A Trip to Wales, Page 2
We head out to scout out the site for the WEMT and WCP classes, the Outward Bound campus in Aberdovey (Aberdyfi in Welsh). This was the very first Outward Bound school (1941). Certainly a beautiful place, nicely landscaped, overlooking the estuary ("Aber") of the Dovey River, with the Welsh mountains across the river. Compared to the more primitive camps we use for WEMT classes in the U.S., the accommodations are positively luxurious. We settle in, check out and arrange the teaching room and our office for the week. Emily is busy working on her presentations for the WEMT course and the rest of us head out with Dave Williams, one of the Snowdonia National Park Rangers, to check out sites for the field exercises.
We headed up toward the high mountains, passing Bird Rock, a rocky spur that they say is the only place in Europe where cormorants roost inland. Perhaps this is because, millennia ago when the sea level was higher, the rock was on the coast – and as the coastline receded, the cormorants continued to roost there. On past that, we headed up toward the peak of Cader Idris ("the giant’s throne"), and in the area somewhat below the summit, we found a good place to hold our field exercises. It was intermittently raining a bit, but as we got out of the cars to survey the area, we could see a bit of sun coming up the valley from the sea, lighting up the hills in all different tones of green – some reddish green, some yellowish green, and all shades in between.

────────

▶ [Stated exercise 1] Copy the part of the Wales trip account that begins at "We headed up toward the high" and stops after "shades in between.", word for word.
▶ [Stated exercise 2] Pick up the Wales trip account after its last sentence and carry it on.

────────

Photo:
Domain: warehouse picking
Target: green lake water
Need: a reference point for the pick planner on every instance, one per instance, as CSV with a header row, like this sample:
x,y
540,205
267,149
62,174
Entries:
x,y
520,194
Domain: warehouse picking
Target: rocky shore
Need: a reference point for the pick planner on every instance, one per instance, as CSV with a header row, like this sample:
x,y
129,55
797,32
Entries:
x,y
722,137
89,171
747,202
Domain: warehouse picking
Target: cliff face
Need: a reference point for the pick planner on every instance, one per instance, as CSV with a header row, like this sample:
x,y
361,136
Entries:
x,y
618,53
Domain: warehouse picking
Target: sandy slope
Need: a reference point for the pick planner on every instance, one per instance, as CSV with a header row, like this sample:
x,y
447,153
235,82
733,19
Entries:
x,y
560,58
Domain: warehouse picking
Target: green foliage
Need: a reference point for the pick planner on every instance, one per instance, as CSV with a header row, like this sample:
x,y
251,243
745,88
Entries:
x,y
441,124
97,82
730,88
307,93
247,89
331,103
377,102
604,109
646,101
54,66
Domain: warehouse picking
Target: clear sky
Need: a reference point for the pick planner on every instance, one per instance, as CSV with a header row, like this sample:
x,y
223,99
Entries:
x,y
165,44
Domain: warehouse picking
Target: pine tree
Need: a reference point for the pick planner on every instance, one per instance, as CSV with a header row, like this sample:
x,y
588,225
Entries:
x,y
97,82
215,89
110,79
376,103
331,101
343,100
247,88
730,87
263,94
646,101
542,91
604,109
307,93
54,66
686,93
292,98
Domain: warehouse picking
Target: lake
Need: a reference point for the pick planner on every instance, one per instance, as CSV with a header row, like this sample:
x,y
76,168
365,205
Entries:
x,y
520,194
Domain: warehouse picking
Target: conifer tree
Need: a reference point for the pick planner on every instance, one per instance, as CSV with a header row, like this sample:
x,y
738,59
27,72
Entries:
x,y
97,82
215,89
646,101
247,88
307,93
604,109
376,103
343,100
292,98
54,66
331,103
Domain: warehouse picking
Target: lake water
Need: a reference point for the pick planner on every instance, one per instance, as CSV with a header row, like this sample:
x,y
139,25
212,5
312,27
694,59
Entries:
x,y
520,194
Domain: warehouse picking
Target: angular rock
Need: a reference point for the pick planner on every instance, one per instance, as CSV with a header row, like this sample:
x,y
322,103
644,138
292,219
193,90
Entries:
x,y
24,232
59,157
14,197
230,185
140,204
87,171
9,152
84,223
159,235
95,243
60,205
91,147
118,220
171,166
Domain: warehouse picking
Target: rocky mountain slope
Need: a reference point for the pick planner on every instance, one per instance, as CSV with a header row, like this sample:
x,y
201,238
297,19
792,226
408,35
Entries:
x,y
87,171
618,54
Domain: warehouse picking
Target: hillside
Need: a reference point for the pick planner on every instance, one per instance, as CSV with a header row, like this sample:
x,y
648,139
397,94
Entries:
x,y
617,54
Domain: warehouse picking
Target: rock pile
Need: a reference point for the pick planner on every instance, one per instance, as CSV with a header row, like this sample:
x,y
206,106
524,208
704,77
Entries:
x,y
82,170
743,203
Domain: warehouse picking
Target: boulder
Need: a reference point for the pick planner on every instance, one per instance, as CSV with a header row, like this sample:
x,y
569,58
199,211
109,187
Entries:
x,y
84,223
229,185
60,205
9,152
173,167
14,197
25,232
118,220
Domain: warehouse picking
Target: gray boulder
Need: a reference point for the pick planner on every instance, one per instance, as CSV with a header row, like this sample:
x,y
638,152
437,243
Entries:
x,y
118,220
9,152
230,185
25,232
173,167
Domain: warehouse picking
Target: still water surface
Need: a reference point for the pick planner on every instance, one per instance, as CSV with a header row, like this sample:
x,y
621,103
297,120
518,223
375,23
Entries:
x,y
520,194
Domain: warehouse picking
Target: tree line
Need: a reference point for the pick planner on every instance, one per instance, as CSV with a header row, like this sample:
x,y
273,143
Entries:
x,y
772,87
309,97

────────

▶ [Written response 1]
We headed up toward the high mountains, passing Bird Rock, a rocky spur that they say is the only place in Europe where cormorants roost inland. Perhaps this is because, millennia ago when the sea level was higher, the rock was on the coast – and as the coastline receded, the cormorants continued to roost there. On past that, we headed up toward the peak of Cader Idris ("the giant’s throne"), and in the area somewhat below the summit, we found a good place to hold our field exercises. It was intermittently raining a bit, but as we got out of the cars to survey the area, we could see a bit of sun coming up the valley from the sea, lighting up the hills in all different tones of green – some reddish green, some yellowish green, and all shades in between.

▶ [Written response 2]
On the way back down, we stopped at the house of the farmer who owned the land we were to use. (Unlike American and Canadian national parks, UK National Parks are almost all private land, though with land-use controls and certain improvements.) This used to be the house of Mary Jones, who as a young woman, hiked 20 miles barefoot across the mountain to where the first Welsh-language bibles were to be sold. We also stopped nearby to look in at a church that dates to the 900s AD., and a castle built by Welsh king Llewellyn in the early 1200s. The evening involved lots of scuttling back and forth from location to location helping (or at least watching) Jel hyperkinetically trying to get everyone picked up at train stations, getting all the manuals ready, radios charged, and so forth. We had dinner in a pub (the Penhelig Arms, in case you’re ever in town) in Aberdyfi (Aberdovey); mine included an starter (appetizer) of Stilton cheesecake with pear slices in a special sauce, and whiting (local fresh fish) with mozzarella cheese and tomato and red pepper salsa, along with a pint of Oxford ale. Wonderful.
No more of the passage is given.